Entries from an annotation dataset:
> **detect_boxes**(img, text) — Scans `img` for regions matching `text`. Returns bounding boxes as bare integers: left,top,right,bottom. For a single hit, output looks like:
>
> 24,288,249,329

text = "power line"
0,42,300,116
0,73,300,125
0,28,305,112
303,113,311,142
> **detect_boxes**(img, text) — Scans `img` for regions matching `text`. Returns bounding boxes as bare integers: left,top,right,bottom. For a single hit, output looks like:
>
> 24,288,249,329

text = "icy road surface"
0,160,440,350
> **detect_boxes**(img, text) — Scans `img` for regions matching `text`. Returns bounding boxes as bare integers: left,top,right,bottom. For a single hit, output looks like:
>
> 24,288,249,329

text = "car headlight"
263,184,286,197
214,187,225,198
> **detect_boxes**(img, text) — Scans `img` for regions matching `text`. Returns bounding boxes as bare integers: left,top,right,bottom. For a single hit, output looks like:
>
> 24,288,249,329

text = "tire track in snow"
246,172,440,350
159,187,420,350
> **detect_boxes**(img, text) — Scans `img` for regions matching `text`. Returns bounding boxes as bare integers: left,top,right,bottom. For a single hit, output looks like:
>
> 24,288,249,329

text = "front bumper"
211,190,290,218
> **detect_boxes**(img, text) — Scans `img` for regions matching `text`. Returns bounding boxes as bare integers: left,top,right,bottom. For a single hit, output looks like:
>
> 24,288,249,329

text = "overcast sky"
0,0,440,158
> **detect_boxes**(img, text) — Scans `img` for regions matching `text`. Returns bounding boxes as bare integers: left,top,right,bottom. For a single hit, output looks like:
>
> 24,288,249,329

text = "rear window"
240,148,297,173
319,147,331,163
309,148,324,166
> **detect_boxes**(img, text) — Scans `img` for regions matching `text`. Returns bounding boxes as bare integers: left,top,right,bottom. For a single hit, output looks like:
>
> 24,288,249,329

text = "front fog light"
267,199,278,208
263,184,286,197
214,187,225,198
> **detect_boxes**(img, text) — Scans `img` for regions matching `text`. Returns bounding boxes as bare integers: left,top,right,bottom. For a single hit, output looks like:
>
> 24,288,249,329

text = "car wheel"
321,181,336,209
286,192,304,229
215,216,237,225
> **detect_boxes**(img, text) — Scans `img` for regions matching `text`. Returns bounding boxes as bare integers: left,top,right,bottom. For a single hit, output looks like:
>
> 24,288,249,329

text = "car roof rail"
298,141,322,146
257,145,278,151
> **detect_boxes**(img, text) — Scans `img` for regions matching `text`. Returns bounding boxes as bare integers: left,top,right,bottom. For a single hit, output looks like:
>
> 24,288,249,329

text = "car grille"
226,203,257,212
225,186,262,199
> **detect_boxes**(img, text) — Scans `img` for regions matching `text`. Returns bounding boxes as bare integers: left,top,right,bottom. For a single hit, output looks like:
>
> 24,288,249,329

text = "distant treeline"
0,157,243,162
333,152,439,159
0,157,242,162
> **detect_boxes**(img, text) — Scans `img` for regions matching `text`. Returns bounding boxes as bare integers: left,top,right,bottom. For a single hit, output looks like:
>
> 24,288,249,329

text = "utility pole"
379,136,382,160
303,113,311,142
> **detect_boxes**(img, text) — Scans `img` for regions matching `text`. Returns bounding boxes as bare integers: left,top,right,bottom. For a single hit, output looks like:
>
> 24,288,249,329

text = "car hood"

SHORT TASK:
Find each line in the entries above that contains the word "front", matching case exactly, and copy those lines in full.

WRITTEN RESPONSE:
text = "front bumper"
text = "front fog light"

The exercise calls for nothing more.